SHORT EXERCISE -
Format every line of the records below as a Markdown table with two columns, Row and Line. Number the rows in order and leave out blank lines.

AVAILABLE DATA -
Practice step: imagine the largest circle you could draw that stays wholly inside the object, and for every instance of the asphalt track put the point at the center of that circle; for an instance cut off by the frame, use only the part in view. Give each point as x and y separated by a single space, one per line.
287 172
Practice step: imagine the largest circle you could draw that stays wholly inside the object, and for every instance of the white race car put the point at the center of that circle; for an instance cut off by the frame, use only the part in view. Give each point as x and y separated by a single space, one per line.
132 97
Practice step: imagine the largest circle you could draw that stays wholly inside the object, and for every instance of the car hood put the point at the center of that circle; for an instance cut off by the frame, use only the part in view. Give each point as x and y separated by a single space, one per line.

WRITTEN ANSWER -
| Row | Line |
|---|---|
| 1 | Practice step: imagine the largest circle you could draw that stays wholly inside the object, and for every instance of the asphalt track put the point at the center of that circle; for an instance cut off by the frame, use only the part in view. Give each point as x and y separated by a single space, one per line. |
| 2 | 287 172 |
| 3 | Practice step: imagine the largest circle you could draw that stays wholly inside the object, and for every instance of the white race car put the point at the center of that circle; for an instance cut off by the frame, use only the part in view. Give each point as x and y separated by a single space, one per line. |
| 4 | 132 97 |
| 5 | Practice step: imagine the largest circle you could draw that stays wholly inside the object, and for every instance of the car hood put the point at the center of that circle; for an instance cut off by the frame, use only the part in view. Give each point as x and y separated by a single space, one per line. |